● **Recorded data**

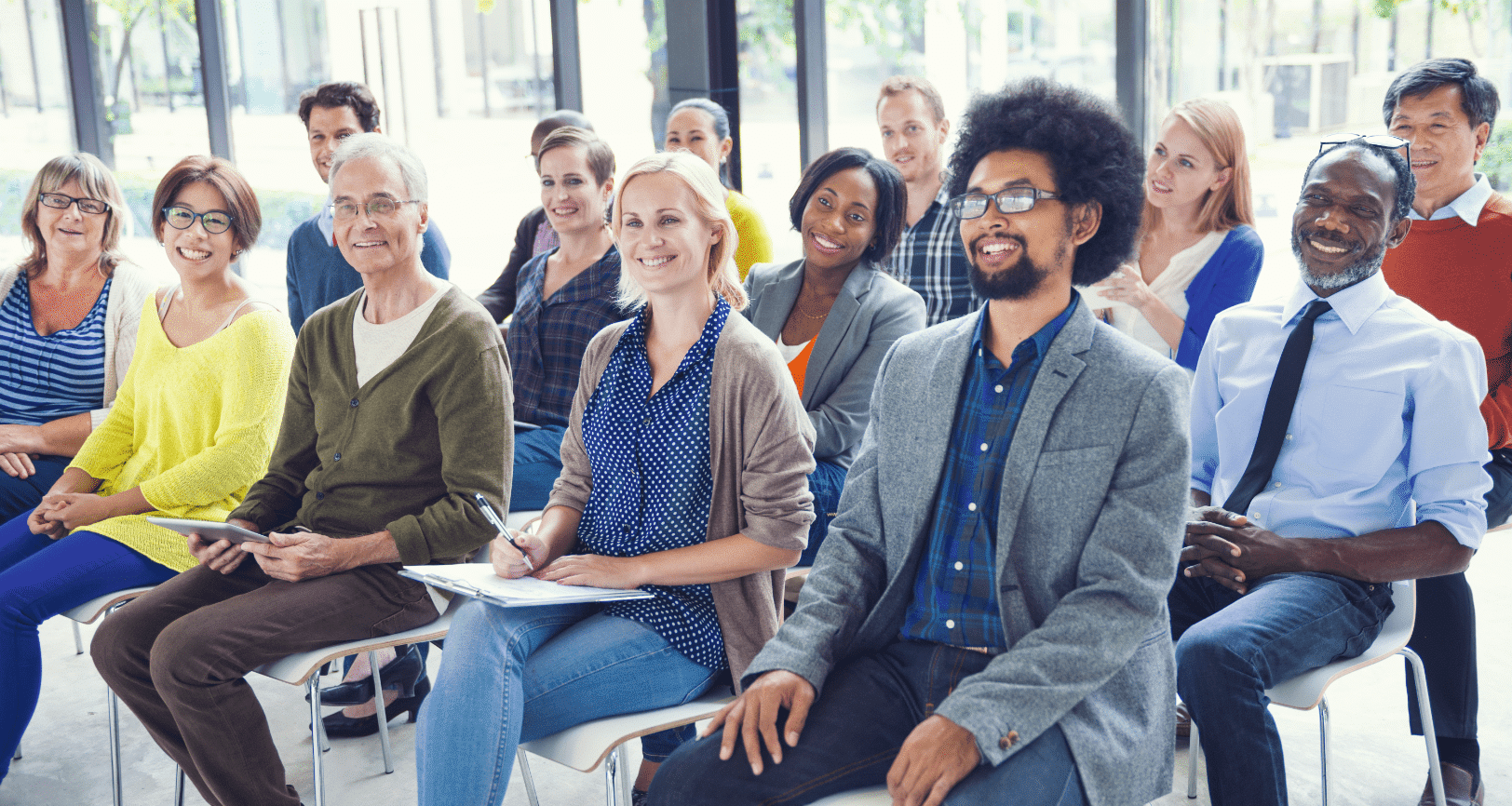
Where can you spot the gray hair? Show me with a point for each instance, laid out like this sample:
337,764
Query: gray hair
375,145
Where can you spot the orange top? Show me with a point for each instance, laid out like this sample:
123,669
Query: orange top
800,365
1459,274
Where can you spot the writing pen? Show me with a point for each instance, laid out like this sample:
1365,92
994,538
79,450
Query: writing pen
498,523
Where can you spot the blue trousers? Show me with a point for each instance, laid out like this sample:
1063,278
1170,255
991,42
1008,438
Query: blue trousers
853,733
41,578
514,675
21,495
537,463
1231,648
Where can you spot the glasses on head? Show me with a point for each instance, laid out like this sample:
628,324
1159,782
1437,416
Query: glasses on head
1390,142
1013,200
182,218
60,201
346,210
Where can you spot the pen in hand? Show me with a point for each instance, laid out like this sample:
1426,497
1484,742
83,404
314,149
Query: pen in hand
498,523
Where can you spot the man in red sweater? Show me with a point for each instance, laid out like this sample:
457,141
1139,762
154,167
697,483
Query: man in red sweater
1456,263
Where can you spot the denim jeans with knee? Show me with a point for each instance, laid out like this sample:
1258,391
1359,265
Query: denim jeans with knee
511,675
1231,648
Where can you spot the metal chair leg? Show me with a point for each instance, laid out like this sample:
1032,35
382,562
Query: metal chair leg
1426,717
528,777
1194,758
317,738
383,713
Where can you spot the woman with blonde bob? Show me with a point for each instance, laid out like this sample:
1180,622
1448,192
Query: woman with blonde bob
683,475
68,318
1198,249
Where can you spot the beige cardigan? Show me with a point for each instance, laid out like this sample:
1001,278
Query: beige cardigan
123,314
761,450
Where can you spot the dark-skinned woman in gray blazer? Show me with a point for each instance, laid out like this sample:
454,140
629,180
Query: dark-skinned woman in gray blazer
835,314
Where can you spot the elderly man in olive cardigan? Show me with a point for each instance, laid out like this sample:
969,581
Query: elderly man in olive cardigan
398,413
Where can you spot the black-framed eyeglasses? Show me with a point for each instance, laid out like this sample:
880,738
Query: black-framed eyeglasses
182,218
346,210
61,201
1013,200
1390,142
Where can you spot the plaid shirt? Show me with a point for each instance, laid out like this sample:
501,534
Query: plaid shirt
932,261
549,336
956,593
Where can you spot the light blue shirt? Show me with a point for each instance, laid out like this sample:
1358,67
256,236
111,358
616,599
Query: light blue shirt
1387,416
1467,206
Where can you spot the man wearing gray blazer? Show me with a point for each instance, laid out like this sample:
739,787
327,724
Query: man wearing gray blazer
986,620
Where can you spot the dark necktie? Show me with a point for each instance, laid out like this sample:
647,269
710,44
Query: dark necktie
1278,410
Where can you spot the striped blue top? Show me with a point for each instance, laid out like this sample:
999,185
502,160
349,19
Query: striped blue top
48,377
652,483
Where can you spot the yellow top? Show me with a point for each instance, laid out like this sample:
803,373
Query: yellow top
753,244
193,426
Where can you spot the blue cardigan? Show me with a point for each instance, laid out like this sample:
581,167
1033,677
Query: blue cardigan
1226,280
319,275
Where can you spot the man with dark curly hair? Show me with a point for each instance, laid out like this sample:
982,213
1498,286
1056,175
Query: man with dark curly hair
986,617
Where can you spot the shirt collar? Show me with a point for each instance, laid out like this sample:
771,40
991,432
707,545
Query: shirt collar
1467,206
1354,304
1037,343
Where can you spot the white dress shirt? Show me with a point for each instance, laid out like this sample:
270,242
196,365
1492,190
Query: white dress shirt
1387,416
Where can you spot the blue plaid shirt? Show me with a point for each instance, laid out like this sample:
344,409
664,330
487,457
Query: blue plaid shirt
956,592
932,261
549,336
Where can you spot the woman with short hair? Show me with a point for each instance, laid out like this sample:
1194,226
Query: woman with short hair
68,318
191,430
835,314
683,475
702,128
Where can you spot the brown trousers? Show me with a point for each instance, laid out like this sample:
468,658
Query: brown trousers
177,658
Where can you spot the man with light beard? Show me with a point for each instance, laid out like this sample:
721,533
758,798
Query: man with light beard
1342,436
986,617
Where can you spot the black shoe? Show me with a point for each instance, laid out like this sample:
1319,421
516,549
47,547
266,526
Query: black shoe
398,675
341,726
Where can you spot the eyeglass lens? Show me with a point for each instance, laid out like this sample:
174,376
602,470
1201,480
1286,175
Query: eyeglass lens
181,218
60,201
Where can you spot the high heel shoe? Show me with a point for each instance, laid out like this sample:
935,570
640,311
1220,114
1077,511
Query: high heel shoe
341,726
398,675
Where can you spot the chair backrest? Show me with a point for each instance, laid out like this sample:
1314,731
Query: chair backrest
1305,692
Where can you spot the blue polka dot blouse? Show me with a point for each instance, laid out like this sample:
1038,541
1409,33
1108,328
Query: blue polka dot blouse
652,479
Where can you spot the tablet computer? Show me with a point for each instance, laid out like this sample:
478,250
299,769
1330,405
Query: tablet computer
209,530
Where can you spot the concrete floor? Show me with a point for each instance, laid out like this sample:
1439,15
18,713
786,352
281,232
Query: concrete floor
1375,759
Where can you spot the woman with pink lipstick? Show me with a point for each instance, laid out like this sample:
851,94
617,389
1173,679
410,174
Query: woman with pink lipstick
191,430
682,475
1198,249
835,314
68,318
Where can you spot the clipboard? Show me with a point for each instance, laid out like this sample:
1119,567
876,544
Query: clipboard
479,581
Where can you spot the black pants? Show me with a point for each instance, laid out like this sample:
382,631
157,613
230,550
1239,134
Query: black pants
1444,634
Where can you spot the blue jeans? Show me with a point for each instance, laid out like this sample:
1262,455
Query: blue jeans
21,495
826,483
853,733
511,675
1231,648
38,580
537,463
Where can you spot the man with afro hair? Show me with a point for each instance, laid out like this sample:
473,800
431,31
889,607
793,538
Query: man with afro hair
986,619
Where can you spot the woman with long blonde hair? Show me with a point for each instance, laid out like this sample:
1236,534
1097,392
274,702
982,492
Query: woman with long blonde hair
683,474
1198,249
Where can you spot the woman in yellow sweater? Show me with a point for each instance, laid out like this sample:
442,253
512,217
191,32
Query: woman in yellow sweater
193,428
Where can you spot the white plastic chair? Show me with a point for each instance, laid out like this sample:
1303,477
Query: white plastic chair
1306,690
304,668
603,741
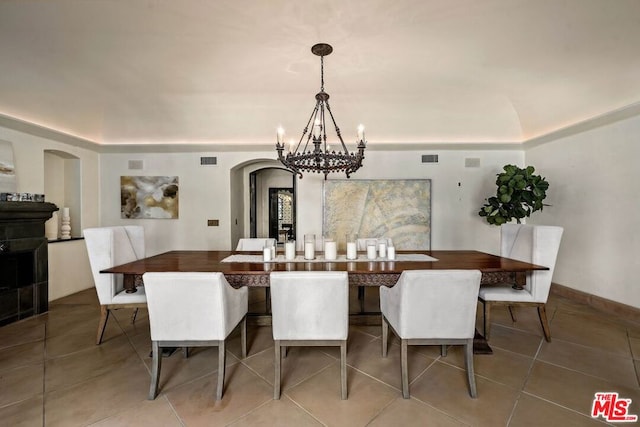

● **Required work**
List every line of the listing above that contains the word "olive", matching case exactly.

● **Exercise solution**
Where can you spot the elderly man in olive cardigan? Show me with a point for each instance, laid out like this sample:
Query: elderly man in olive cardigan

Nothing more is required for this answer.